The Doctor: Where’s the nearest town?
van Statten: Salt Lake City.
The Doctor: Population?
van Statten: One million.
The Doctor: All dead. If the Dalek gets out it will murder every living creature. That’s all it needs.
van Statten: But why would it do that?
The Doctor: Because it honestly believes they should die. Human beings are different, and anything different is wrong. It’s the ultimate in racial cleansing. And you, van Statten, you’ve let it loose!

The Daleks have always been extreme fascists – ‘the alien equivalent of Nazis’.[1] So strong is their hatred of anything different from themselves that when a group of renegade Daleks vies with the Imperial Daleks to find the Hand of Omega (‘Remembrance of the Daleks’, 1988), they want to destroy each other, as Ace explains:

Renegade Daleks are blobs. Imperial Daleks are bionic blobs with bits added. You can tell that Daleks are into racial purity. One lot of Daleks reckon the other lot of blobs are too different. They’re mutants. Not pure in their ‘blobbiness’ ... They hate each other’s chromosomes – war to the death.

Russell T. Davies gives an interesting new twist to the Daleks at the end of the 2005 series. Reflecting the concerns of today’s world rather than old fears of Nazi fascism, he turns them into religious fundamentalists (‘Parting of the Ways’). The Emperor Dalek tells the Doctor that in order to rebuild his army, the Daleks have harvested ‘the waste of humanity. The prisoners, the refugees, the dispossessed – they all came to us. The bodies were filleted, pulped, sifted. The seed of the human race is perverted; only one cell in a billion is fit to be nurtured.’ Rose comments that the new Dalek army must be half-human, and is shouted down by Daleks accusing her of blasphemy. This prompts the Doctor to ask, ‘Since when did the Daleks have a concept of blasphemy?’ In reply, the Emperor echoes and parodies the God of the Bible, saying, ‘I reached into the dirt and made new life. I am the god of all Daleks!’ His followers chorus, ‘Worship him!’ and the Doctor comments, ‘They’re insane! Hiding in the silence for hundreds of years, that’s enough to drive anyone mad, but it’s worse than that. Driven mad by your own flesh – the stink of humanity. You hate your own existence, and that makes them more deadly than ever.’

Davies seems to be suggesting here that religious fanaticism is fuelled by self-loathing. There may be some truth here. Although the Christian faith at least is clear about the mess in the human heart, it also emphasises God’s grace – his undeserved love and kindness to us. But when the negative side is emphasised to the detriment of the positive, it can give rise to a malign drive to make everybody and everything conform to certain standards.

All Welcome

The point of all these intolerant enemies is that they are so opposite to the Doctor. Doctor Who is often said to be fundamentally promoting tolerance. As Alan McKee points out in an essay on value judgements ‘Doctor Who includes the celebration of tolerance, peaceful coexistence and the celebration of difference.’[2] The celebration of difference encompasses different race, gender and species.

### [INFORMATION SHOWN]
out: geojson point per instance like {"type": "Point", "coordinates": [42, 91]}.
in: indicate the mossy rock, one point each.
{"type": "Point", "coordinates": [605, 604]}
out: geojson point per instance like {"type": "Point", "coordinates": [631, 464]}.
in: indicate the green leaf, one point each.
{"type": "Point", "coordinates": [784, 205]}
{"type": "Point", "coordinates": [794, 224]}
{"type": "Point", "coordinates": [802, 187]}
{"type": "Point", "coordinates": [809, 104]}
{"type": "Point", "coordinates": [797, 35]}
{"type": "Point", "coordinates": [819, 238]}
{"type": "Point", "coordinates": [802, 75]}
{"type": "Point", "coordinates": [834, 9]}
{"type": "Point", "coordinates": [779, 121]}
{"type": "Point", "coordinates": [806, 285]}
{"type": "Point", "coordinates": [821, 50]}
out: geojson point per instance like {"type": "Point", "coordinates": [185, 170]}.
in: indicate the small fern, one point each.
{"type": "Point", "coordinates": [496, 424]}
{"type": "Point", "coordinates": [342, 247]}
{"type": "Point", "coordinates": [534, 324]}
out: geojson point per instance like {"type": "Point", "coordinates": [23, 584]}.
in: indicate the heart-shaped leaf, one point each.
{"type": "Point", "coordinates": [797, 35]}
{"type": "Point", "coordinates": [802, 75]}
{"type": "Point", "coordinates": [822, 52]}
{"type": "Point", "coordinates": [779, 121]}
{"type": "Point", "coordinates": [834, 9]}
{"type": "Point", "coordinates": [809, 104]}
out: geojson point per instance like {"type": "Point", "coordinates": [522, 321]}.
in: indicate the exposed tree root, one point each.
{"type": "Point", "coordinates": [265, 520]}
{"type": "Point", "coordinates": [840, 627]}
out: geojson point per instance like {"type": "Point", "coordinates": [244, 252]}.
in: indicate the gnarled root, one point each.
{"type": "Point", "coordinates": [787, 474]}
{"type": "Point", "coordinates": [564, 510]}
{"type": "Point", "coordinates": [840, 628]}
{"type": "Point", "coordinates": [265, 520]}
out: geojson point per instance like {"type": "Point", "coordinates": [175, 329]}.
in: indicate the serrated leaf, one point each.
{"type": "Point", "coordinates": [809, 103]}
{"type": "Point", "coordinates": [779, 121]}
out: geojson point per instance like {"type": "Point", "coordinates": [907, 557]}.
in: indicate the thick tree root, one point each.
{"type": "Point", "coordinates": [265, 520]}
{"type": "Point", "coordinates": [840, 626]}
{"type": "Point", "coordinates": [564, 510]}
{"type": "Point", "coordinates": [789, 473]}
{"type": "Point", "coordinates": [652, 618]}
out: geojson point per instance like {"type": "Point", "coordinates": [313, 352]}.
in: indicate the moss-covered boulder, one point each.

### [ACTIONS TO TAKE]
1/ Translate this sentence from the excerpt on the Daleks into Spanish: "Doctor Who is often said to be fundamentally promoting tolerance."
2/ Reproduce everything from "Davies seems to" down to "to certain standards." in the excerpt on the Daleks.
The items have no connection to the excerpt on the Daleks.

### [SOLUTIONS TO EACH TASK]
1/ A menudo se dice que Doctor Who promueve fundamentalmente la tolerancia.

2/
Davies seems to be suggesting here that religious fanaticism is fuelled by self-loathing. There may be some truth here. Although the Christian faith at least is clear about the mess in the human heart, it also emphasises God’s grace – his undeserved love and kindness to us. But when the negative side is emphasised to the detriment of the positive, it can give rise to a malign drive to make everybody and everything conform to certain standards.